CHALLENGE →
Output the material below unchanged, apart from leaving out the pictures.
# start of DATA PROVIDED
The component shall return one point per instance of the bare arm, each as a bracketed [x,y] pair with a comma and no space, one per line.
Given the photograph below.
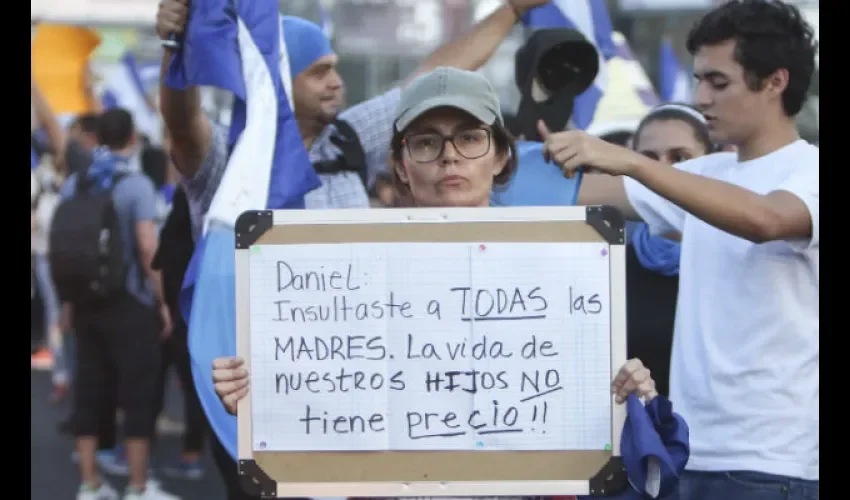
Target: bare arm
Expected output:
[778,215]
[601,189]
[190,130]
[475,48]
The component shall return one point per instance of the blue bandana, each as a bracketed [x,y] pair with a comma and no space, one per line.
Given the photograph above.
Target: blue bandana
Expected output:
[305,43]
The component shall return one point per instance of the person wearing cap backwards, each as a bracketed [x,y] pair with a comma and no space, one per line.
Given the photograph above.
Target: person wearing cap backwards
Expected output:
[449,148]
[200,149]
[746,354]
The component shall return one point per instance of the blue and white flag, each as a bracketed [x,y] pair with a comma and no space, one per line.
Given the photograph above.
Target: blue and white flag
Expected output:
[238,47]
[124,88]
[590,17]
[675,82]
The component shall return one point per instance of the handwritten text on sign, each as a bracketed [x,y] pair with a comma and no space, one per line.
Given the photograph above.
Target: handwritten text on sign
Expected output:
[419,346]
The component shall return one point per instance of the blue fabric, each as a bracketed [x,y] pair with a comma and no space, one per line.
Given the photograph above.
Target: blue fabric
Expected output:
[745,485]
[655,431]
[536,182]
[208,305]
[668,71]
[564,14]
[167,192]
[105,164]
[306,43]
[210,56]
[654,252]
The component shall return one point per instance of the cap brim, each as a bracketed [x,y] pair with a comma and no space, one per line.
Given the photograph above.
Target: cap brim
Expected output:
[410,115]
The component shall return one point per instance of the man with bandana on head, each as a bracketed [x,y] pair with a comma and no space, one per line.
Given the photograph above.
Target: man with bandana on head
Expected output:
[200,149]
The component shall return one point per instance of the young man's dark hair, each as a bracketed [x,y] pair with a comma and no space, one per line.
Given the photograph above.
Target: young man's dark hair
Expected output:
[87,122]
[769,35]
[115,129]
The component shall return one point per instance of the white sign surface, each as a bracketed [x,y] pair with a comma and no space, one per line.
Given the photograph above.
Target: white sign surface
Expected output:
[430,346]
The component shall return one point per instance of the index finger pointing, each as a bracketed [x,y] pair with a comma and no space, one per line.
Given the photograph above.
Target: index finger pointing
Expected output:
[543,130]
[226,363]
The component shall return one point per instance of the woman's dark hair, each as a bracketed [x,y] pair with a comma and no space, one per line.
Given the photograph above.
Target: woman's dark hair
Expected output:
[503,141]
[769,35]
[680,112]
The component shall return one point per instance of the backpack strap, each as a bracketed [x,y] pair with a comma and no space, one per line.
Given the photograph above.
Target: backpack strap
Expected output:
[352,157]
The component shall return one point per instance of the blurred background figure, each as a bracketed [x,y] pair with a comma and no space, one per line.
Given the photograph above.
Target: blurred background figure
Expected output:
[632,85]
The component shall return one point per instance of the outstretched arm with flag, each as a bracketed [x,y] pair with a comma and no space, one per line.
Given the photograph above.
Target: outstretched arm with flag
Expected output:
[235,46]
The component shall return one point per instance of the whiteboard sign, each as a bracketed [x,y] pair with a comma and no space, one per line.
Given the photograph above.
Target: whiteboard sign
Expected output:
[430,346]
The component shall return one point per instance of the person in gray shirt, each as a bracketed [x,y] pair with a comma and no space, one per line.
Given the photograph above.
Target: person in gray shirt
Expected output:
[118,352]
[200,149]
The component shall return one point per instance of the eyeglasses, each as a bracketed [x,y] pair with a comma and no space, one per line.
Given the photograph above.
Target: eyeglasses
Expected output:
[470,143]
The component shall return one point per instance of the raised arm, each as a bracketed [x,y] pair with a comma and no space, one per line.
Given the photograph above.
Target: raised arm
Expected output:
[475,48]
[788,213]
[190,130]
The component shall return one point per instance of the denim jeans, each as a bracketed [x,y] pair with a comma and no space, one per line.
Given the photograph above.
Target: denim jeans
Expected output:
[743,485]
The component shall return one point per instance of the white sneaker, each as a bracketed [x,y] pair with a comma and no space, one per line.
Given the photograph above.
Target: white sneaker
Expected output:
[153,491]
[105,492]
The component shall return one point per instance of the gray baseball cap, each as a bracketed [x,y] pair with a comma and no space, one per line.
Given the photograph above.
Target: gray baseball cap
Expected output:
[448,87]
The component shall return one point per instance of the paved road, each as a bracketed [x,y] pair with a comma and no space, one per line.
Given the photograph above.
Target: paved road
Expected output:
[54,477]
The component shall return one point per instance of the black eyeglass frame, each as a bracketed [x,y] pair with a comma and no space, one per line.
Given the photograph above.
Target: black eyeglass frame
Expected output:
[447,138]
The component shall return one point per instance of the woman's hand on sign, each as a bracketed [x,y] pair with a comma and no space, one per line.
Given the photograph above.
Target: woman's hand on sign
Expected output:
[231,381]
[634,378]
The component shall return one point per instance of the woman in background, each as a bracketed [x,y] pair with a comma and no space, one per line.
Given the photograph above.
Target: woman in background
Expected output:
[670,133]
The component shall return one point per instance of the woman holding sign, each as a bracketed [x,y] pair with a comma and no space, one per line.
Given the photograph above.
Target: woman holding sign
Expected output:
[449,148]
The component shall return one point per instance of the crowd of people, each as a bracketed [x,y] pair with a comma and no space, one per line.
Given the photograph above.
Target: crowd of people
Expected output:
[721,194]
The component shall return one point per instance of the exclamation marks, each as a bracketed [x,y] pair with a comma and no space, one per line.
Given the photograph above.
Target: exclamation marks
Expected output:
[540,413]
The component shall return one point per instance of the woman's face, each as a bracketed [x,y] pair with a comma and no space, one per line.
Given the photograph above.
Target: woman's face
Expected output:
[669,141]
[462,174]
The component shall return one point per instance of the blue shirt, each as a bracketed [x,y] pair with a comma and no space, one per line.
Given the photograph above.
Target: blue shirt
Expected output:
[135,200]
[536,182]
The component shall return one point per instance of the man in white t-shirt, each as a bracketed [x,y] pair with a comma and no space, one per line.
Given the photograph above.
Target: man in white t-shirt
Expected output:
[746,353]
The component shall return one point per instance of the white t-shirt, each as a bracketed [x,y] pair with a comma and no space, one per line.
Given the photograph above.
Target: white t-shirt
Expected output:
[746,354]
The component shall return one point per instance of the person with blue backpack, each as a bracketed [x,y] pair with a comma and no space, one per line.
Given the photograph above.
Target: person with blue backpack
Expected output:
[103,239]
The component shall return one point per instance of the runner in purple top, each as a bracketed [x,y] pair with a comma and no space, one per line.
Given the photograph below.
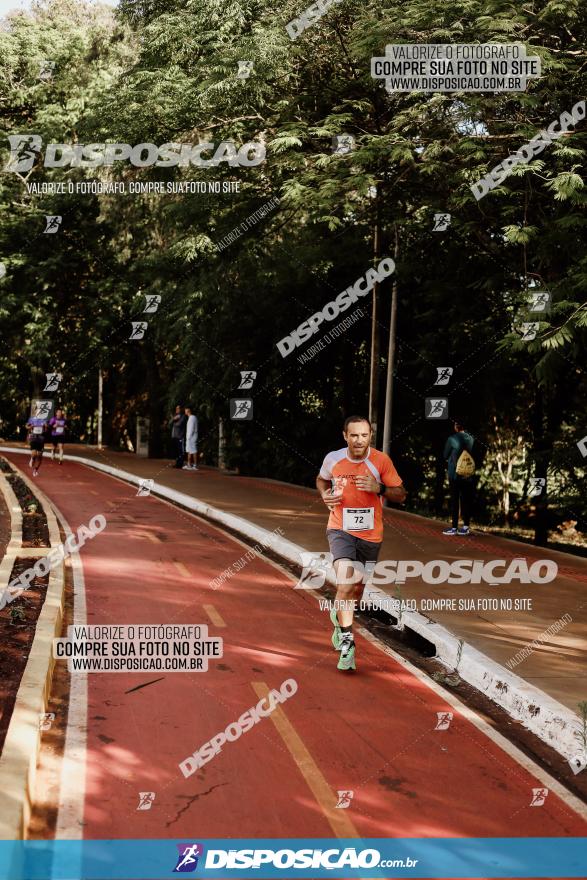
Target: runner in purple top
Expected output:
[36,431]
[58,425]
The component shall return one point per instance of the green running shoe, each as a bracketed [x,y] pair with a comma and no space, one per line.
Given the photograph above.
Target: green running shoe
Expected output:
[336,634]
[346,662]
# end of DATA PROVIDED
RESULT FOR THIS TASK →
The component shall return one point per instance of the bare arm, each as a bracketed [x,y] pair with a comma and no space, one per line.
Given the photograph below.
Target: bare arm
Expected output:
[778,215]
[601,189]
[190,130]
[475,48]
The component shall return one point per instance of the blue bandana, each as a bracketed [x,y] pair with a comma and no space, one per line.
Given the photograph above.
Target: blue bandana
Expected output:
[305,43]
The component shall return one point per instance of the person wearing cap backwards, each as a bracketed [x,y] pair with a comma and no space, one per line.
Given the photograph above.
Target: person wearing cap backwards
Expected output:
[449,148]
[200,149]
[746,354]
The component shall return one point per instance of the blue and white flag, each as a bracketed [x,y] pair with a comma and no space, one per line.
Given the photograph above.
Target: blue and white flag
Expected output:
[238,47]
[124,88]
[590,17]
[675,82]
The component shall return one point per instance of the handwritten text on sign, each as a bracketed [x,y] pair with a comma and no space, one per line.
Given the photograph above.
Target: handwritten text on sign
Expected output:
[419,346]
The component shall return one point per instance of the blue fabric, each as a bracketed [x,y] pair with a comma and no space, one per line.
Given the photograph above.
Target: blue fabric
Expected output:
[745,485]
[655,431]
[536,182]
[208,305]
[668,71]
[564,14]
[167,192]
[105,164]
[306,43]
[210,56]
[654,252]
The component shall return one point per instance of the cap brim, each as a bracketed [x,y] pair with a comma and no space, one per line.
Given the photograph above.
Target: cap brim
Expected output:
[410,115]
The component shall return one point per instance of the man with bandana on head, each as a bracketed [x,y] pair with a comma and no space, one per line.
Given the photograph above.
Target: man with bandana on head
Expected output:
[200,149]
The component shall return one point per instance of the young man's dark hair, each as a bracketed [x,y] pair with a comma and no space, one per line.
Given the photograph above.
Target: young man's dark hair
Expected output:
[87,122]
[769,35]
[115,129]
The component shall return one point per instance of the white sign surface, each as a bracketed [x,y] pair with a comma and no space, one per line.
Given the photograph above.
Target: white sign surface
Expected output:
[430,346]
The component shall return one point per instance of the index finger pointing, each as a bracketed [x,y] pair with a comma and no space, one per line.
Given the photograph above.
Target: index finger pointing
Expected output:
[543,130]
[226,363]
The component shall return one point per instance of the woman's dark hair, each as a bracketed [x,y] pair with a comma and no space, one per line.
Given the photograph above.
Target: woman's dark hair
Expected output:
[503,141]
[769,35]
[680,112]
The component shall return one point per instance of the backpack strap, each as a bracketed [x,y] pair with a comma and no space, one per line.
Given the photograph above.
Target: backpack strap
Expected output:
[352,157]
The component shall return one point per instance of the blurred background figure, each as a bracketed [x,y] pair with a comma and no space, one per line.
Given the photograph above.
Target: blurred background figure
Expected output:
[632,85]
The component shall return one point per instance of the outstretched arm with flag, each as a bracketed [x,y] pair with a comma and no space, one per line.
Given the photograph above.
Target: outstretched arm with flag
Expected output:
[235,46]
The component shall return one point per instance of the whiteboard sign, each as a bracketed [x,y] pair with a comma and no space, one per line.
Given the photograph above.
Target: whiteboard sign
Expected output:
[430,346]
The component shall return one point per instance of the person in gray shirt, each as a bracketed [x,y] pair with a comma and no space, one per line.
Given the photograph above.
Target: person in gray shirt
Expected output:
[118,352]
[200,149]
The component shall return one point per instance of the eyeglasses, each as a bracketed [x,y] pair with a comma and no space, one per line.
Given the photograph above.
Target: eyeglasses
Expected output:
[470,143]
The component shall return one point per instance of the raised arm, each as a bracketed [x,y] pair with a comma and no space, one per line.
Given the photograph above.
Target: raised arm
Expected output:
[475,48]
[788,213]
[190,130]
The component shall return one point per instance of the denim jeans, each as a bracketed [x,y] pair with a comma and no space, one per line.
Given the photograph above.
Target: denim jeans
Expected output:
[743,485]
The component shall return one point per instance of the white sneaker, each as a bracketed [x,y] pair with a comma and no space, one per line.
Given the photograph above.
Target: white sneaker
Expected output:
[153,491]
[105,492]
The component shall return one point per instance of the gray baseball cap, each as a bracketed [x,y] pair with a comma and no space, one per line.
Given the photograph above.
Target: gray baseball cap
Expected output:
[448,87]
The component shall return one point per instance of the paved road, each as a bracketed [x,y] pair with a comma and no space, one per line.
Given the photograph above.
Target: paved road
Expected output:
[54,477]
The component shall return one point per instance of the black eyeglass frame, each as a bracketed [x,y] pair with a comma and no space, one per line.
Given the photograph above.
Target: black eyeglass frame
Expected output:
[447,138]
The component shall return one point per instance of the woman's hand on sign, each as a bracketed [x,y] pair with a comma and no space, one per line.
Given the photograph above.
Target: woman's hand on sign
Expected output:
[231,381]
[634,378]
The component shall return one point per instance of the woman in background, each as a bracketed [x,y] pair with a comma and no space, one per line.
Given the photograph above.
Target: woman in background
Expected output:
[670,133]
The component shall return one point per instance of the woman holding sign, each as a bracketed [x,y] pair with a comma and no space, one per line.
Given the photograph above.
Target: woman holding sign
Expected output:
[449,148]
The component shall return one point per instance of the crowd of people, each as a bracketed [x,y] pair with a comma and no space, one per line.
Given the photograph above.
Target: crowd of people
Expected output:
[721,194]
The component shall return one point per instance of the exclamation marks, each as a bracketed [x,y] pair with a comma and no space, one per line.
Given the photograph above.
Target: exclamation marks
Expected output:
[540,413]
The component shall return one point per instance of the woman's face, each as a bracketed [x,y] pair with a comma and no space, one per line.
Given the photograph above.
Target: woman's face
Expected output:
[669,141]
[462,174]
The component shall return one point per instance of the blue shirt, each as a bracketed [x,y] pair with a comma and no space, one per line.
Given the photograph above.
Target: blue shirt
Expected output:
[135,200]
[536,182]
The component shall return one point per instance of the man in white t-shirt, each as a bracketed [x,y] pair with a comma and no space, one per line.
Given the photograph above.
Target: man in white t-shirt
Expected output:
[746,353]
The component shall return one point per instance of the white t-shirt, each as a bracketed [x,y] pair with a comma and no space, one per line.
Given the photograph above.
Target: white t-shirt
Expected output:
[746,354]
The component shall return one point per instance of the person with blue backpack, each as a bracketed [x,y] pair with a comma and no space, one per line.
Given the photograph above.
Target: person with blue backpack
Expected output:
[103,239]
The component shall return one point per instance of the runner in purple top, each as a bracketed [x,y] pair with a comma and no space, one per line.
Given the photograph below.
Target: runner in purple top
Expected output:
[36,431]
[58,425]
The component shall return one point per instance of the green running shoe, each as a bracketed [x,y] pair with a comma and no space, one per line.
Given the photograph above.
Target: green running shoe
Expected output:
[336,634]
[346,662]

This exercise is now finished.